Segment Open

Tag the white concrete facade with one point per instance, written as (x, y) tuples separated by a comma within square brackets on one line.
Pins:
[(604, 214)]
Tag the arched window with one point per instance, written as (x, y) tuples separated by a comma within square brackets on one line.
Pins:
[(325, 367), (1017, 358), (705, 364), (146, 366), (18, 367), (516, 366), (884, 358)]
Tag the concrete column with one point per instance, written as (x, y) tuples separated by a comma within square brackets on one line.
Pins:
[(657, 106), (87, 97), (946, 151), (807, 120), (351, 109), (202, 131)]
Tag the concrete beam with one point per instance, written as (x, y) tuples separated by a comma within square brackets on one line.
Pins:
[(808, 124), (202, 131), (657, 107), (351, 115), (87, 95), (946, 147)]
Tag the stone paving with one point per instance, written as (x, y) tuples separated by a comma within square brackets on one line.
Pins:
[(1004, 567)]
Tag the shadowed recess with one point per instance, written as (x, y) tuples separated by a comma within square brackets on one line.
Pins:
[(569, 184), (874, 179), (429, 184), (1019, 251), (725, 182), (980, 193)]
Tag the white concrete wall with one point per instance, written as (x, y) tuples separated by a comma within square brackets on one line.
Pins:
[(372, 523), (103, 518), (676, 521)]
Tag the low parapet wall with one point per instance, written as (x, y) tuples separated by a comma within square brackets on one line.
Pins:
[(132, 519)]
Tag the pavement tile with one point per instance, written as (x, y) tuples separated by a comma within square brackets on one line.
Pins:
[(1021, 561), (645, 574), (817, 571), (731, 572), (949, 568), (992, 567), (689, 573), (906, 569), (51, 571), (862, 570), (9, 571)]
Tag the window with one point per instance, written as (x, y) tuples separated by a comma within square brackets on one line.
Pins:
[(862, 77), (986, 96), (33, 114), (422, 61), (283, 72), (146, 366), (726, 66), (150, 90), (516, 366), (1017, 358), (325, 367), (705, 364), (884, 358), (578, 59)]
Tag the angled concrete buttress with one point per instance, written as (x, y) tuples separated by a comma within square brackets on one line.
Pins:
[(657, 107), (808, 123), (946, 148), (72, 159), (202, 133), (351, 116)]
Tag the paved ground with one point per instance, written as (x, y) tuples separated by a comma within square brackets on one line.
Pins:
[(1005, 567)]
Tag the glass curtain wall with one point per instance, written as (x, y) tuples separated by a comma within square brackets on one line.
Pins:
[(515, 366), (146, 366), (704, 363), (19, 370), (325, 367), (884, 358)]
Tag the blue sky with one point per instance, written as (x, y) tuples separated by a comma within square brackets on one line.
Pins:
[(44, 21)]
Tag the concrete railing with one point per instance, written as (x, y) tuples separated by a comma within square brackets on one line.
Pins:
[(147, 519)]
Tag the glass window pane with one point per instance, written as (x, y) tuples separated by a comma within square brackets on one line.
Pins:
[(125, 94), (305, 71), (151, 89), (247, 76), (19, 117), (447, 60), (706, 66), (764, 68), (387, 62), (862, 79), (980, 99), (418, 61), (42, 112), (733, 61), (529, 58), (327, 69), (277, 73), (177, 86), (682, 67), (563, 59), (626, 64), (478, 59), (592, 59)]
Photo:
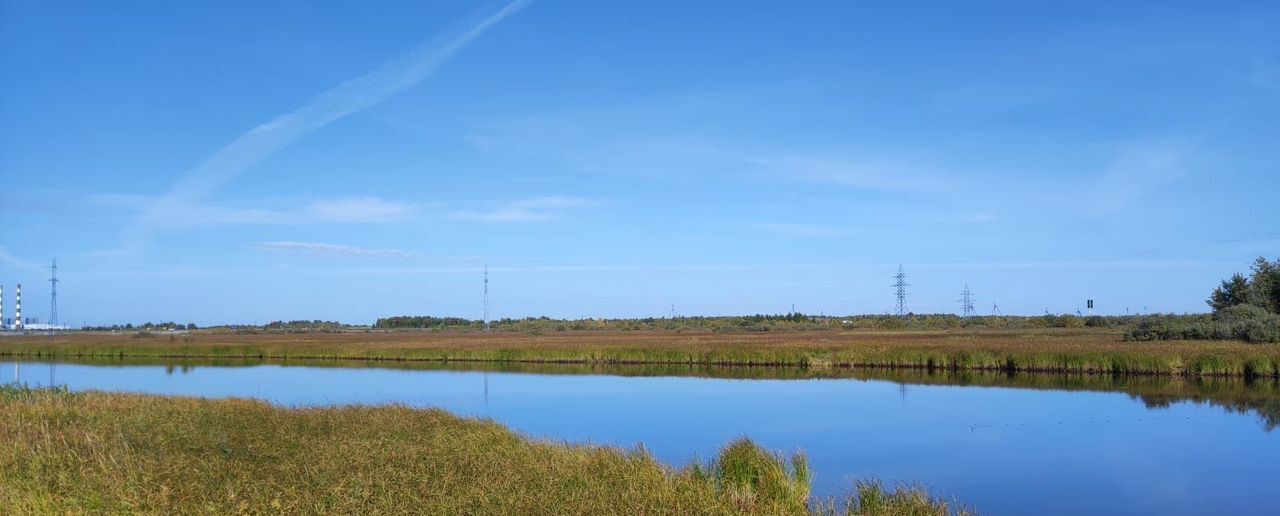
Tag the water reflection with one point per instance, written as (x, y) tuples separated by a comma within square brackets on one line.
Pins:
[(1260, 397)]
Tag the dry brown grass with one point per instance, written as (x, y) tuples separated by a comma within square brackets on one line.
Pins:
[(129, 453), (1041, 350)]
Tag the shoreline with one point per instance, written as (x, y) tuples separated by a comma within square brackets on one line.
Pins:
[(1019, 351)]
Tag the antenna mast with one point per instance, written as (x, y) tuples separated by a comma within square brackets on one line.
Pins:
[(967, 302), (485, 297), (900, 286)]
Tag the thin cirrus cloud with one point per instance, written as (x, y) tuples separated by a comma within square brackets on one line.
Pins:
[(528, 210), (333, 250), (343, 100), (279, 213)]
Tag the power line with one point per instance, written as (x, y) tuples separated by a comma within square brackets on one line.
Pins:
[(900, 287)]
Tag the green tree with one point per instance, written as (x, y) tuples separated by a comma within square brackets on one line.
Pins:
[(1265, 284), (1232, 292)]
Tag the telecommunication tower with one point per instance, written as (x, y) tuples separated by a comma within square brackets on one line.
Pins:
[(485, 297), (900, 288), (967, 301)]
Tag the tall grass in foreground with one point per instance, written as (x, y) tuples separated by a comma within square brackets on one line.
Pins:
[(128, 453)]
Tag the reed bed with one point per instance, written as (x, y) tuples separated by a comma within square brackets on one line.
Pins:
[(131, 453), (1075, 351)]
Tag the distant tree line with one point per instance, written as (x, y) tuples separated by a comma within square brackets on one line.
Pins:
[(144, 327), (1244, 309)]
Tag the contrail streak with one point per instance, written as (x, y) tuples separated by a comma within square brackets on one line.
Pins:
[(346, 99)]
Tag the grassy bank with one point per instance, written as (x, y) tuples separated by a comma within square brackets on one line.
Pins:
[(1078, 351), (128, 453)]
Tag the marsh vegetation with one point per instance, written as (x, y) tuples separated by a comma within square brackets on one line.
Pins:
[(129, 453)]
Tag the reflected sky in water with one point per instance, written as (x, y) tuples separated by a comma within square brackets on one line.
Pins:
[(1002, 450)]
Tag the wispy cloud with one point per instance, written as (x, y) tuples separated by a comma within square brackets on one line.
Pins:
[(361, 210), (529, 210), (1137, 172), (356, 210), (273, 136), (332, 249)]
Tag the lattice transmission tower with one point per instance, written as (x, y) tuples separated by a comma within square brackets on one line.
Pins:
[(900, 288), (53, 295), (967, 302)]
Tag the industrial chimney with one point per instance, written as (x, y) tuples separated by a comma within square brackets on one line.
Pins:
[(17, 309)]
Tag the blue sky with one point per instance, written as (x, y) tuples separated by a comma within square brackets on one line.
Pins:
[(238, 163)]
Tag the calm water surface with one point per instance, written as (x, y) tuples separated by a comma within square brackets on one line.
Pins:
[(1032, 444)]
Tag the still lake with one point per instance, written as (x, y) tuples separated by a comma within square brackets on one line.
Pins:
[(1004, 444)]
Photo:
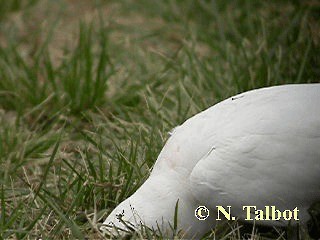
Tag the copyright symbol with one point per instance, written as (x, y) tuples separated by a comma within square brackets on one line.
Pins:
[(202, 213)]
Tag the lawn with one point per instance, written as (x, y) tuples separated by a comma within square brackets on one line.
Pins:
[(90, 89)]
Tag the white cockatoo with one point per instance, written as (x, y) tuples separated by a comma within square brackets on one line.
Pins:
[(259, 148)]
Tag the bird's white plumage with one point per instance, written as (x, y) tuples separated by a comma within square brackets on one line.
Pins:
[(260, 148)]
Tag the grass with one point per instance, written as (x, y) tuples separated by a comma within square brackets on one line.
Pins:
[(87, 97)]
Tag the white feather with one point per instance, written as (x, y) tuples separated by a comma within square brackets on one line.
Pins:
[(260, 148)]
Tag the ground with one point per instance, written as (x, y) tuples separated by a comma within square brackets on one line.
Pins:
[(90, 89)]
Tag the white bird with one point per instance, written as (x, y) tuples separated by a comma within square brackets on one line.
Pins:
[(259, 148)]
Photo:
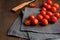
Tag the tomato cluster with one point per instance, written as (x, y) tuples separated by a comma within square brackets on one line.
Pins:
[(47, 14)]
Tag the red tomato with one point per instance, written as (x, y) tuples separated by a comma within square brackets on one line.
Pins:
[(56, 5), (47, 17), (49, 13), (34, 21), (44, 4), (53, 19), (44, 22), (27, 22), (48, 7), (40, 17), (44, 9), (53, 9), (49, 2), (32, 5), (31, 17), (43, 12), (57, 15)]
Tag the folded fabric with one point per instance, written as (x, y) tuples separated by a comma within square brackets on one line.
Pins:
[(50, 28), (15, 29)]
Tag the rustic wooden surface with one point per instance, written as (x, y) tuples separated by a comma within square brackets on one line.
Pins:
[(7, 17)]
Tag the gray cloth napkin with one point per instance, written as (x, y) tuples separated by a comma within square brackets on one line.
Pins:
[(15, 31), (50, 28)]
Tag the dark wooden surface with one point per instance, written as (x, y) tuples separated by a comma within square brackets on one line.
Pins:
[(7, 17)]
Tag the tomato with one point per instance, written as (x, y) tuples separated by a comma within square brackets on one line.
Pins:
[(43, 12), (44, 9), (44, 4), (56, 5), (27, 22), (40, 17), (31, 17), (53, 9), (53, 19), (48, 7), (34, 21), (49, 2), (44, 22), (32, 5), (57, 15), (47, 17), (49, 13)]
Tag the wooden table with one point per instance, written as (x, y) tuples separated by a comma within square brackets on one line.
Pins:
[(7, 17)]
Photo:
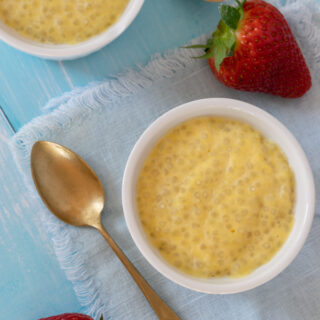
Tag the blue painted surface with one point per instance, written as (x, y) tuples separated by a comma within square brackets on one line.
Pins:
[(32, 285), (27, 83)]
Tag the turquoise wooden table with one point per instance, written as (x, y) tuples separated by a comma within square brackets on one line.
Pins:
[(32, 285)]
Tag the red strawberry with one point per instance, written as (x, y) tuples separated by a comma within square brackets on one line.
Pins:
[(70, 316), (253, 49)]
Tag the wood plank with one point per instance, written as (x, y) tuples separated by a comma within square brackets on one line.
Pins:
[(32, 285), (27, 83)]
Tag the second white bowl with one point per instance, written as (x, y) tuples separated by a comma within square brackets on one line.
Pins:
[(72, 51)]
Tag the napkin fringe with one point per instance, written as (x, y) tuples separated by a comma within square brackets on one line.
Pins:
[(104, 93), (63, 111)]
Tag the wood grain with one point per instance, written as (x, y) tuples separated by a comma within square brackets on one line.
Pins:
[(27, 83), (32, 285)]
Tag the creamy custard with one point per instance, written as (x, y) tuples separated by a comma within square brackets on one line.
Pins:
[(60, 21), (216, 197)]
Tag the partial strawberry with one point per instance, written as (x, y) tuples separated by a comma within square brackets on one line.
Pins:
[(253, 49), (70, 316)]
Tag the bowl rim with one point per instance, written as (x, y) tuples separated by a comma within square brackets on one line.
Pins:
[(72, 51), (198, 284)]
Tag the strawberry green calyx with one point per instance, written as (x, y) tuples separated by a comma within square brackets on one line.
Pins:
[(223, 40)]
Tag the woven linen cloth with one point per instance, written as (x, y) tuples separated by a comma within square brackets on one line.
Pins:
[(103, 121)]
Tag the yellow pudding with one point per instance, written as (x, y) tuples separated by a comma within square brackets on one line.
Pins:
[(216, 197), (60, 21)]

Segment Closed

> _PROBLEM STATEMENT_: Pull every line containing "bird" out of the records.

> _ANSWER AREA_:
Tag the bird's white plumage with one point per instance, written as (x, y) tuples separated by a comma within square brackets on one line.
Tag the white bird with one point per instance, written as (x, y) tuples separated by a comma within square brackets on one line.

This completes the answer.